# Directive:
Return the records, each one exactly as written.

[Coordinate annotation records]
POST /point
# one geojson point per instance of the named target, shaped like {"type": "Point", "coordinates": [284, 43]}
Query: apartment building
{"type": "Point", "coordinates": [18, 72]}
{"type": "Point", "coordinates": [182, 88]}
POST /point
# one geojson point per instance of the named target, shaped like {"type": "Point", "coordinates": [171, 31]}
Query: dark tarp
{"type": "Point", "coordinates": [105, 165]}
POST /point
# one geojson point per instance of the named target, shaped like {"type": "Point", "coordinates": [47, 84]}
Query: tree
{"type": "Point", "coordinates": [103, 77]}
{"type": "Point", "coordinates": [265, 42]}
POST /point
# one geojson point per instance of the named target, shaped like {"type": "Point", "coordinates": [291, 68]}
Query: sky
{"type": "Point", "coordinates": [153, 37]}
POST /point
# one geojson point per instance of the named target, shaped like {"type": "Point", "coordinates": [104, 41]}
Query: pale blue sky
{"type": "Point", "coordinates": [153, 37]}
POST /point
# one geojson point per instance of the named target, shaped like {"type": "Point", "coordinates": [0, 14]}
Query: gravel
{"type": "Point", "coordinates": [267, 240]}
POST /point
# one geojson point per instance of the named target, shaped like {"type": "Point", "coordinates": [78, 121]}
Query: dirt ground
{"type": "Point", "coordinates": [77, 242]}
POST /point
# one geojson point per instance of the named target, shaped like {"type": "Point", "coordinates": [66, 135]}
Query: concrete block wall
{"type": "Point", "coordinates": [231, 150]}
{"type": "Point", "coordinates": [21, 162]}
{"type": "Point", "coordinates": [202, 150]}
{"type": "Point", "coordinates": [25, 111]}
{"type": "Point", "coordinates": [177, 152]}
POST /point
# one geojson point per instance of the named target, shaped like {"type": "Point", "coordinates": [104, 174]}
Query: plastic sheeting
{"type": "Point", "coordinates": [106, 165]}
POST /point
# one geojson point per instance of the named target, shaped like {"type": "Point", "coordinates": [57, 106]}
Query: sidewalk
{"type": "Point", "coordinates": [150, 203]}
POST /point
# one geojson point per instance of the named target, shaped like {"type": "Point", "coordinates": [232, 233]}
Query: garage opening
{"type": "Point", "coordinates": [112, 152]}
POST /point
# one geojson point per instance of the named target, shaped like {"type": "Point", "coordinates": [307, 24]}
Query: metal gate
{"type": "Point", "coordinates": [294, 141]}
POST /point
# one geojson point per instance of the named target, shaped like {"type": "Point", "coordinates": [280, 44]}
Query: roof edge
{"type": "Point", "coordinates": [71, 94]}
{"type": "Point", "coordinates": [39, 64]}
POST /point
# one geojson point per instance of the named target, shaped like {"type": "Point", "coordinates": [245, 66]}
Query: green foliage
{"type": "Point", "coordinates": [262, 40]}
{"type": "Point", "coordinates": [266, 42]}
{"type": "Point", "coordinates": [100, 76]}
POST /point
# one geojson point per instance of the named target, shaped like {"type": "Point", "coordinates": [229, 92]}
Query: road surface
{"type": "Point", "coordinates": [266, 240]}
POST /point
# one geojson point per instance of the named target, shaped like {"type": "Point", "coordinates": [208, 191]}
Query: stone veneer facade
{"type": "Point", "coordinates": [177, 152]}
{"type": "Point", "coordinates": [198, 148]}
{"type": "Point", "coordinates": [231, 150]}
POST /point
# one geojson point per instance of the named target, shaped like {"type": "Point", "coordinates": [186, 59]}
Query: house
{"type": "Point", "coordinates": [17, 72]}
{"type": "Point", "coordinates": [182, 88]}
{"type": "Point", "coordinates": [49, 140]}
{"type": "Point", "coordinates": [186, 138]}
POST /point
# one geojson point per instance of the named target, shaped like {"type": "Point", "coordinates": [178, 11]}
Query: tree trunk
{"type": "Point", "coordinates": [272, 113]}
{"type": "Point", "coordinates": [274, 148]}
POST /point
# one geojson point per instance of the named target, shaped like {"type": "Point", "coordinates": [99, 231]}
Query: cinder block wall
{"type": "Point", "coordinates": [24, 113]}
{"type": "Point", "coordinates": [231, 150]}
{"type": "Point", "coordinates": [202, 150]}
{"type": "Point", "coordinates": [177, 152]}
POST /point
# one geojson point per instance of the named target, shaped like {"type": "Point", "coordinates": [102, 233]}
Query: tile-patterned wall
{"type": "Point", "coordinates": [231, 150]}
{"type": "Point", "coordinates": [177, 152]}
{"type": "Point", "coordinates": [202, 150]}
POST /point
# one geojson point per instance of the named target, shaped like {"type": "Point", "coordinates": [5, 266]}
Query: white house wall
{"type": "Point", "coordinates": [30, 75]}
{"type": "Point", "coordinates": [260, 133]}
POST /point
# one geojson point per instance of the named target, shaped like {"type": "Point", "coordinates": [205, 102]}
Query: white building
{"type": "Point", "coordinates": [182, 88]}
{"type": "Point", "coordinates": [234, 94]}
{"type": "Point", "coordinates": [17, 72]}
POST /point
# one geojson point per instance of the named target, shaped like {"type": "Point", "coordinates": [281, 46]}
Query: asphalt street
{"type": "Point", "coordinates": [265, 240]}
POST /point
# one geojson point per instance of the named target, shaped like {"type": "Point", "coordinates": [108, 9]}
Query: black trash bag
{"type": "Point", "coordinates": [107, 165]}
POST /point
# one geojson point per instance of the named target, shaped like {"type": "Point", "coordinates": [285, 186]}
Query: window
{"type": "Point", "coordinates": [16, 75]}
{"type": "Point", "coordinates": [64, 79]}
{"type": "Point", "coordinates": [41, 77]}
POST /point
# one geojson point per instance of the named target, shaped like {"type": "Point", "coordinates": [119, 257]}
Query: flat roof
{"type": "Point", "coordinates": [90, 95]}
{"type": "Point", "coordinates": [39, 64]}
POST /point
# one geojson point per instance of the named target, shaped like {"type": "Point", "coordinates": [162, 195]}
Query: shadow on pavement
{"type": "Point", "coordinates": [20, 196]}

# Output:
POST /point
# one geojson point per instance of the named target, shaped like {"type": "Point", "coordinates": [284, 43]}
Query: apartment building
{"type": "Point", "coordinates": [18, 72]}
{"type": "Point", "coordinates": [182, 88]}
POST /point
# one geojson point per instance of the named target, shaped like {"type": "Point", "coordinates": [171, 31]}
Query: dark tarp
{"type": "Point", "coordinates": [105, 165]}
POST /point
# one geojson point per instance of the named target, shaped like {"type": "Point", "coordinates": [47, 84]}
Query: tree
{"type": "Point", "coordinates": [103, 77]}
{"type": "Point", "coordinates": [265, 42]}
POST /point
# one geojson point per instance of the named target, shaped like {"type": "Point", "coordinates": [291, 68]}
Query: sky
{"type": "Point", "coordinates": [153, 37]}
POST /point
# one geojson point per instance of the named target, shaped like {"type": "Point", "coordinates": [104, 41]}
Query: pale blue sky
{"type": "Point", "coordinates": [153, 37]}
POST /point
# one geojson point per instance of the named target, shaped like {"type": "Point", "coordinates": [0, 14]}
Query: gravel
{"type": "Point", "coordinates": [267, 240]}
POST /point
# one geojson point per instance of the named target, shaped like {"type": "Point", "coordinates": [78, 121]}
Query: dirt ground
{"type": "Point", "coordinates": [77, 242]}
POST /point
# one geojson point per instance of the named target, shaped like {"type": "Point", "coordinates": [66, 135]}
Query: concrete block wall
{"type": "Point", "coordinates": [231, 150]}
{"type": "Point", "coordinates": [21, 162]}
{"type": "Point", "coordinates": [202, 150]}
{"type": "Point", "coordinates": [25, 111]}
{"type": "Point", "coordinates": [177, 152]}
POST /point
# one geojson point per instance of the named target, shaped like {"type": "Point", "coordinates": [104, 174]}
Query: plastic sheeting
{"type": "Point", "coordinates": [106, 165]}
POST /point
# one geojson point per instance of the named target, shaped like {"type": "Point", "coordinates": [57, 106]}
Query: sidewalk
{"type": "Point", "coordinates": [150, 203]}
POST /point
# one geojson point per instance of the named target, shaped like {"type": "Point", "coordinates": [232, 233]}
Query: garage opening
{"type": "Point", "coordinates": [112, 152]}
POST /point
# one geojson point per instance of the named target, shaped like {"type": "Point", "coordinates": [307, 24]}
Query: metal gate
{"type": "Point", "coordinates": [294, 141]}
POST /point
# one geojson point per instance of the named target, shaped like {"type": "Point", "coordinates": [280, 44]}
Query: roof edge
{"type": "Point", "coordinates": [71, 94]}
{"type": "Point", "coordinates": [39, 64]}
POST /point
# one geojson point per instance of the named target, shaped like {"type": "Point", "coordinates": [245, 66]}
Query: green foliage
{"type": "Point", "coordinates": [262, 40]}
{"type": "Point", "coordinates": [266, 42]}
{"type": "Point", "coordinates": [100, 76]}
POST /point
# one geojson point per instance of the named target, shaped like {"type": "Point", "coordinates": [229, 92]}
Query: road surface
{"type": "Point", "coordinates": [266, 240]}
POST /point
# one geojson point per instance of the named target, shaped like {"type": "Point", "coordinates": [208, 191]}
Query: stone veneer facade
{"type": "Point", "coordinates": [177, 152]}
{"type": "Point", "coordinates": [198, 148]}
{"type": "Point", "coordinates": [231, 150]}
POST /point
# one geojson point per instance of the named target, shaped like {"type": "Point", "coordinates": [186, 59]}
Query: house
{"type": "Point", "coordinates": [17, 72]}
{"type": "Point", "coordinates": [182, 88]}
{"type": "Point", "coordinates": [49, 140]}
{"type": "Point", "coordinates": [186, 138]}
POST /point
# one geojson point per instance of the named target, shaped like {"type": "Point", "coordinates": [178, 11]}
Query: tree trunk
{"type": "Point", "coordinates": [272, 113]}
{"type": "Point", "coordinates": [274, 148]}
POST /point
# one geojson point per instance of the named target, shaped like {"type": "Point", "coordinates": [99, 231]}
Query: cinder block wall
{"type": "Point", "coordinates": [24, 113]}
{"type": "Point", "coordinates": [231, 150]}
{"type": "Point", "coordinates": [202, 150]}
{"type": "Point", "coordinates": [177, 152]}
POST /point
# one geojson point per instance of the named target, shaped like {"type": "Point", "coordinates": [102, 233]}
Query: tile-patterned wall
{"type": "Point", "coordinates": [231, 150]}
{"type": "Point", "coordinates": [177, 152]}
{"type": "Point", "coordinates": [202, 150]}
POST /point
# one geojson point per instance of the named target, shaped like {"type": "Point", "coordinates": [5, 266]}
Query: white house wall
{"type": "Point", "coordinates": [30, 75]}
{"type": "Point", "coordinates": [260, 133]}
POST /point
# one geojson point per instance of the named target, shaped like {"type": "Point", "coordinates": [205, 102]}
Query: white building
{"type": "Point", "coordinates": [182, 88]}
{"type": "Point", "coordinates": [234, 94]}
{"type": "Point", "coordinates": [17, 72]}
POST /point
# one geojson point per instance of the named target, shaped like {"type": "Point", "coordinates": [281, 46]}
Query: asphalt street
{"type": "Point", "coordinates": [265, 240]}
POST /point
# one geojson point per instance of the named target, shaped like {"type": "Point", "coordinates": [108, 9]}
Query: black trash bag
{"type": "Point", "coordinates": [107, 165]}
POST /point
# one geojson point per instance of the named target, shaped like {"type": "Point", "coordinates": [285, 186]}
Query: window
{"type": "Point", "coordinates": [16, 75]}
{"type": "Point", "coordinates": [64, 79]}
{"type": "Point", "coordinates": [41, 77]}
POST /point
# one geojson point per instance of the named target, shaped like {"type": "Point", "coordinates": [119, 257]}
Query: flat roof
{"type": "Point", "coordinates": [90, 95]}
{"type": "Point", "coordinates": [39, 64]}
POST /point
# one geojson point per instance of the named target, shaped like {"type": "Point", "coordinates": [162, 195]}
Query: shadow on pavement
{"type": "Point", "coordinates": [20, 196]}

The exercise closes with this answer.